» **Problem requirements**
Please pick out every line of the listing below that contains the string "kurta". Case counts, so match only that exact capitalization.

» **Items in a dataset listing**

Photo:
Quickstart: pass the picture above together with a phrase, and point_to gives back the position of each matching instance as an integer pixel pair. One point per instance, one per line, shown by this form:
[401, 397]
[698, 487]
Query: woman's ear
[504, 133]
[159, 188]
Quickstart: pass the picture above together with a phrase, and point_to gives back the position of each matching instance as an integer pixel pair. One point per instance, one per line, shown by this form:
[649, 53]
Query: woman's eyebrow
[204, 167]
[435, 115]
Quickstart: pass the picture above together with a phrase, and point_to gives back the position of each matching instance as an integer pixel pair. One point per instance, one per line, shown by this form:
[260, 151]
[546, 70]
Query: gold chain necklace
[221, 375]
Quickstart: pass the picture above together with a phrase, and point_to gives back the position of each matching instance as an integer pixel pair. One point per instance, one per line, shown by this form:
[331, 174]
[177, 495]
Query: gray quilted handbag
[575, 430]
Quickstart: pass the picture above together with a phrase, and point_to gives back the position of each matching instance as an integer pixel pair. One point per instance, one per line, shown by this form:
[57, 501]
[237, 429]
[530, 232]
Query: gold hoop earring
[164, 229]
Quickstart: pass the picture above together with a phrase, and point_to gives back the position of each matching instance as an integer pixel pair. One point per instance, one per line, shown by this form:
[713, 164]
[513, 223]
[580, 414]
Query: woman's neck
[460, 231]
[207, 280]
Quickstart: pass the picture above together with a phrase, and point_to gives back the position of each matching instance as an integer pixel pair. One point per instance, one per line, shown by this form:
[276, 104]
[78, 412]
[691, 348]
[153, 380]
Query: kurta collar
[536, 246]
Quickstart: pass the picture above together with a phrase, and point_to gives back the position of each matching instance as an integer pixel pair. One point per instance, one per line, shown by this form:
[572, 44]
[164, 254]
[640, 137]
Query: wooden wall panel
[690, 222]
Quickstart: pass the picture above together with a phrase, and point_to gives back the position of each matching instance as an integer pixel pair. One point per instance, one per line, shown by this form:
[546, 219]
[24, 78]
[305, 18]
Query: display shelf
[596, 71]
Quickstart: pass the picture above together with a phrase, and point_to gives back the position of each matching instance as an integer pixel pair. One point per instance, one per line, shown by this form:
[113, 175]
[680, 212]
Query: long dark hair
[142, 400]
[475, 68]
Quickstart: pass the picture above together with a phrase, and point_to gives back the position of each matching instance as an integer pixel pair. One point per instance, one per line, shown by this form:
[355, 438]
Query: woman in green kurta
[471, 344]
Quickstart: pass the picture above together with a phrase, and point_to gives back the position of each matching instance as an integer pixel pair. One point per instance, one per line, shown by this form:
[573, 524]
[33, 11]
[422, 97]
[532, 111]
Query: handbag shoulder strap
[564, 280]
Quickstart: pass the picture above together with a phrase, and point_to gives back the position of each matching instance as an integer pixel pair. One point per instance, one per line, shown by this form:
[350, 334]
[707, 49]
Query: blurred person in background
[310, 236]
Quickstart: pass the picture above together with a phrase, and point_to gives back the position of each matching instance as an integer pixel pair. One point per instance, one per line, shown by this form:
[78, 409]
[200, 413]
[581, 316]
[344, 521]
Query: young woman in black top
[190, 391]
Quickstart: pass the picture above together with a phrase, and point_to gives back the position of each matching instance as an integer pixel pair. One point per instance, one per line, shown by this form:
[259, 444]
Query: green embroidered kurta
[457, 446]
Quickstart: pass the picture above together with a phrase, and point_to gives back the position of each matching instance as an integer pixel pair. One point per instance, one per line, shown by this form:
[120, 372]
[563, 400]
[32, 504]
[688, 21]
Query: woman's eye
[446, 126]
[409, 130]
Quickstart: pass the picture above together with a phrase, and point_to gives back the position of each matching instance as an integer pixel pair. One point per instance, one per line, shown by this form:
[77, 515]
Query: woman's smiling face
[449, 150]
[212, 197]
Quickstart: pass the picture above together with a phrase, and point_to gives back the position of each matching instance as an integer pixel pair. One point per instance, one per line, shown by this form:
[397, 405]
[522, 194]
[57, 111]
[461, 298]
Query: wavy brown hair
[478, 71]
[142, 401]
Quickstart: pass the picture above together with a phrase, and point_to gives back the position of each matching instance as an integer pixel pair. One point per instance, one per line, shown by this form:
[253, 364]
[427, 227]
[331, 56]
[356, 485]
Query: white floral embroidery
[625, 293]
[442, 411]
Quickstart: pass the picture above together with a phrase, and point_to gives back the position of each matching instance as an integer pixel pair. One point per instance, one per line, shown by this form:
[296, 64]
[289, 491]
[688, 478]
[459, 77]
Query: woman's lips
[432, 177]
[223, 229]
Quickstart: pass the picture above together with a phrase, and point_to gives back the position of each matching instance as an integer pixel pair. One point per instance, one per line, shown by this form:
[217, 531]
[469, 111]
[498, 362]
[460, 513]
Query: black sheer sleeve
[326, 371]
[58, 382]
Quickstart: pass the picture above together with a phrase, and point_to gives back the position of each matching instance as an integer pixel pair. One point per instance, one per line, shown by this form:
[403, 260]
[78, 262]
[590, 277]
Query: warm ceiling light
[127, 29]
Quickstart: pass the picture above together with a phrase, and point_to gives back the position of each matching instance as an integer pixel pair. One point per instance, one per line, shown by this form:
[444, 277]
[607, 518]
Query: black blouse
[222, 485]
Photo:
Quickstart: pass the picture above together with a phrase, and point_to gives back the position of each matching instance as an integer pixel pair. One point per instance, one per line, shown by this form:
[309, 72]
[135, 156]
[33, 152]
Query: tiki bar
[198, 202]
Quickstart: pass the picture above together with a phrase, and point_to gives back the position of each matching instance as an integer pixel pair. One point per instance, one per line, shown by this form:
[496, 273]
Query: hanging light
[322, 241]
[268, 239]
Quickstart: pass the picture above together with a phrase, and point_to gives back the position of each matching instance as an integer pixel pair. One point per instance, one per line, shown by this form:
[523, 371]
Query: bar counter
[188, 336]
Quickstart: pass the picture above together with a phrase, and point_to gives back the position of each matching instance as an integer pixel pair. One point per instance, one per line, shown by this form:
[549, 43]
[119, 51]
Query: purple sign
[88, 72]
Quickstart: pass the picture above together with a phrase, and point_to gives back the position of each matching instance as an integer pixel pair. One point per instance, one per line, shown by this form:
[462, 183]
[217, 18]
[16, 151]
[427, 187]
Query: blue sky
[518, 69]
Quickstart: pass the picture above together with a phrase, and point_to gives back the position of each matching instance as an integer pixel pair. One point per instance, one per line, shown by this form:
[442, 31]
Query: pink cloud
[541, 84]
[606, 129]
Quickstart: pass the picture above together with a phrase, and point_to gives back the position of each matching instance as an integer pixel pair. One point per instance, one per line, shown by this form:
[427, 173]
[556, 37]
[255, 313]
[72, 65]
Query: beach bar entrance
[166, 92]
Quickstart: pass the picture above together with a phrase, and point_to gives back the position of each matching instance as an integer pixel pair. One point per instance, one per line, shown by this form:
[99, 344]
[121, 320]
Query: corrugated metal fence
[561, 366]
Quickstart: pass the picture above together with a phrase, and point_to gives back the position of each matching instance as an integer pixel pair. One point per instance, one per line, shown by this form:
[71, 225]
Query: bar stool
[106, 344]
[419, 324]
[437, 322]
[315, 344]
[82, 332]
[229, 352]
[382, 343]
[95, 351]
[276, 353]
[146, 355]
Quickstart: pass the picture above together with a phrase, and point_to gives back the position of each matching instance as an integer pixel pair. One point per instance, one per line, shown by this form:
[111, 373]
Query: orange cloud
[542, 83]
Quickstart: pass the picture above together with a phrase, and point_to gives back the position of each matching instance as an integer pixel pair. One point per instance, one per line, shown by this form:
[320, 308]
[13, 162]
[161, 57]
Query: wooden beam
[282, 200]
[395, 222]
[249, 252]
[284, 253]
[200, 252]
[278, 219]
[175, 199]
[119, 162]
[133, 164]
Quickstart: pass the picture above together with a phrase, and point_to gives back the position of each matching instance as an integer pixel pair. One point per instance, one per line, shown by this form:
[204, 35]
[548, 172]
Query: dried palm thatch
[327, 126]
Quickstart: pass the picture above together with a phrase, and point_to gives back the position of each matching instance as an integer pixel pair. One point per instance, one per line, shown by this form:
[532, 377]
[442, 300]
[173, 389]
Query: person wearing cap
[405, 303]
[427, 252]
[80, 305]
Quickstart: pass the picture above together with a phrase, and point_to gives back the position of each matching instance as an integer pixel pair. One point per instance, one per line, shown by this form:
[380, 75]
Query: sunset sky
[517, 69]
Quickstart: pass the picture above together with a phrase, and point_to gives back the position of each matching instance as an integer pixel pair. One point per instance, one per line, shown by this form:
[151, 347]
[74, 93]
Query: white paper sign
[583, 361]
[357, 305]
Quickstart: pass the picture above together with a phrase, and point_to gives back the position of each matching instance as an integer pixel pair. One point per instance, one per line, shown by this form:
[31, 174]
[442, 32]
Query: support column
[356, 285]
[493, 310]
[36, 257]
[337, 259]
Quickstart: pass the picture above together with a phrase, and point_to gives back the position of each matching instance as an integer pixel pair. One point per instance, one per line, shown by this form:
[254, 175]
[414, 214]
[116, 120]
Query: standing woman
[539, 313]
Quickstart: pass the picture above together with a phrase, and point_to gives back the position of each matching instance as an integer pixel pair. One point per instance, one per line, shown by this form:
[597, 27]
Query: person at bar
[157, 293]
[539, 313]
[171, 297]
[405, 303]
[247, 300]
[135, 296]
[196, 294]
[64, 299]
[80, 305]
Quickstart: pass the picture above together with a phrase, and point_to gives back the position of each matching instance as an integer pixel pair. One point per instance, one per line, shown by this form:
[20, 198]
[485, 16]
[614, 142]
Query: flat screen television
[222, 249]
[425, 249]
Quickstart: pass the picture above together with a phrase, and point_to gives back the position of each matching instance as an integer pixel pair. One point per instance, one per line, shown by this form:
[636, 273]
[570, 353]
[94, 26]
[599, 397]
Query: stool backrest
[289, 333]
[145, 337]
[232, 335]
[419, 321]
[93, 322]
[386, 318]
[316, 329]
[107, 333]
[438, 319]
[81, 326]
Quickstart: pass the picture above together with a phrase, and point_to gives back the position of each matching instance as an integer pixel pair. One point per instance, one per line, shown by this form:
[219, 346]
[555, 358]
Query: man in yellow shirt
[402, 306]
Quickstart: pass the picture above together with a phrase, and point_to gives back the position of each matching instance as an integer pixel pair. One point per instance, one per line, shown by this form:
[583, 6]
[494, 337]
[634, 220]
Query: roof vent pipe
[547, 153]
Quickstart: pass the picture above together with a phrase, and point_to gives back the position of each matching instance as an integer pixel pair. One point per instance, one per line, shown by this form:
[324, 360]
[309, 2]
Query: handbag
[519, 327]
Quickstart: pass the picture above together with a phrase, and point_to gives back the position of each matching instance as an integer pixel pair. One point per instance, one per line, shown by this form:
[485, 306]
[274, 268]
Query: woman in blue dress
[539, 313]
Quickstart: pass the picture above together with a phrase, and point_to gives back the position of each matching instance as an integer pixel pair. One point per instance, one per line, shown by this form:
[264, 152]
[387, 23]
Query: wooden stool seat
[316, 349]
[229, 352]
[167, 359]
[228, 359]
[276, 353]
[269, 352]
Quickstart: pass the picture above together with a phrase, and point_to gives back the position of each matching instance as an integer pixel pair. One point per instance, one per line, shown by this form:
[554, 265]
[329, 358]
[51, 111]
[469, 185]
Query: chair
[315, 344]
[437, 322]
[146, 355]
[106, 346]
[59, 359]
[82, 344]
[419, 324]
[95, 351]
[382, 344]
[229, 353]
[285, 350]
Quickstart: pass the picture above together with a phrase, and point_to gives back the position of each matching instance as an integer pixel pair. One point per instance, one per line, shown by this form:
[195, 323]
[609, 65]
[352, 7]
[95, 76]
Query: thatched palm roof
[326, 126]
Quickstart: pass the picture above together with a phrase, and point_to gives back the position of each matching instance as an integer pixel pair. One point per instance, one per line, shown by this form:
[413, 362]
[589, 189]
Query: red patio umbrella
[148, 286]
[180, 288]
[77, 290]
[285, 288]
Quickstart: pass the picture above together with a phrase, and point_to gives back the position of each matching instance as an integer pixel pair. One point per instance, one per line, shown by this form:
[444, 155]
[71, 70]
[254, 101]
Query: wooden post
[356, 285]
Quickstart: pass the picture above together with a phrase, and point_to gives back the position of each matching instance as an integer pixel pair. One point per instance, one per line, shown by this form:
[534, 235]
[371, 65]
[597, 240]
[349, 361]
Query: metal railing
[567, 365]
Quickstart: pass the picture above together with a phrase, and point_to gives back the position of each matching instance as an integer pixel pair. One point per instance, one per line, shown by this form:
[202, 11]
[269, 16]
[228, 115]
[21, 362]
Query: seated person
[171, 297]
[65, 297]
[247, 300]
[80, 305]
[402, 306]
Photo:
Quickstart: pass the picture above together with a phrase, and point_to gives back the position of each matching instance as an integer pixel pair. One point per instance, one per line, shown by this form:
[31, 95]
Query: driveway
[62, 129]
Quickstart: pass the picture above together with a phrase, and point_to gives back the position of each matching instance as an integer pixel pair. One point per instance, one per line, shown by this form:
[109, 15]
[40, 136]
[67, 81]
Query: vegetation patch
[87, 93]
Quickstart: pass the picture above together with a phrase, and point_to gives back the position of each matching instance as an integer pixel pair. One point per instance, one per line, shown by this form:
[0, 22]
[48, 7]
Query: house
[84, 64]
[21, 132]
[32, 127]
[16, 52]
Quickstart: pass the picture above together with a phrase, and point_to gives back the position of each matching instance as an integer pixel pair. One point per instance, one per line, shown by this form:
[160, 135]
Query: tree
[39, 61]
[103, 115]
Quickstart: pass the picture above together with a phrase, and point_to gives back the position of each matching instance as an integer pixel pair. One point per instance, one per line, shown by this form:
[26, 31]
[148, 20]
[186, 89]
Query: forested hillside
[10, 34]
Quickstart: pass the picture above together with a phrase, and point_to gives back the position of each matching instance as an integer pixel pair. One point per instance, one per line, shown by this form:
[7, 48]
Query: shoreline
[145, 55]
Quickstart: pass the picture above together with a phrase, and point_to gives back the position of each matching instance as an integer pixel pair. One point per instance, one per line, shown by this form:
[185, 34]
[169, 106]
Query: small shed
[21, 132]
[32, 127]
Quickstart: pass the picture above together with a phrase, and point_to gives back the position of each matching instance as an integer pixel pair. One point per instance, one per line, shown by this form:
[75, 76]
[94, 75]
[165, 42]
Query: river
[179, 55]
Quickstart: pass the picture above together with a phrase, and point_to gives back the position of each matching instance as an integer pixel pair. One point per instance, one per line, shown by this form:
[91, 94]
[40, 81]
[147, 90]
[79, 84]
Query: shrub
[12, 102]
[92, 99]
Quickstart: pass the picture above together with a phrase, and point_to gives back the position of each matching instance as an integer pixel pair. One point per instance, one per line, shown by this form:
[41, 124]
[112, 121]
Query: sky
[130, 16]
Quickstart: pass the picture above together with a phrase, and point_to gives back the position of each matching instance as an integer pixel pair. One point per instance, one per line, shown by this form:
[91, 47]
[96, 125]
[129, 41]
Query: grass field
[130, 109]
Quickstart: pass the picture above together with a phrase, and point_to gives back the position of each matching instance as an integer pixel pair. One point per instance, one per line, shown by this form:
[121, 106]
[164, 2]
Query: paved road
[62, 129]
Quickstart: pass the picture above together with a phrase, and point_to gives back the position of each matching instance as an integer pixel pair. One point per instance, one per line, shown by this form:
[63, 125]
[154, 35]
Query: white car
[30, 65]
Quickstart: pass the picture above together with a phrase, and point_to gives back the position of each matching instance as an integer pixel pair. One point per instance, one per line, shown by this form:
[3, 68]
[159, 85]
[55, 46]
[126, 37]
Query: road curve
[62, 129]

» **Response**
Query: kurta collar
Query: woman in green kurta
Query: green embroidered kurta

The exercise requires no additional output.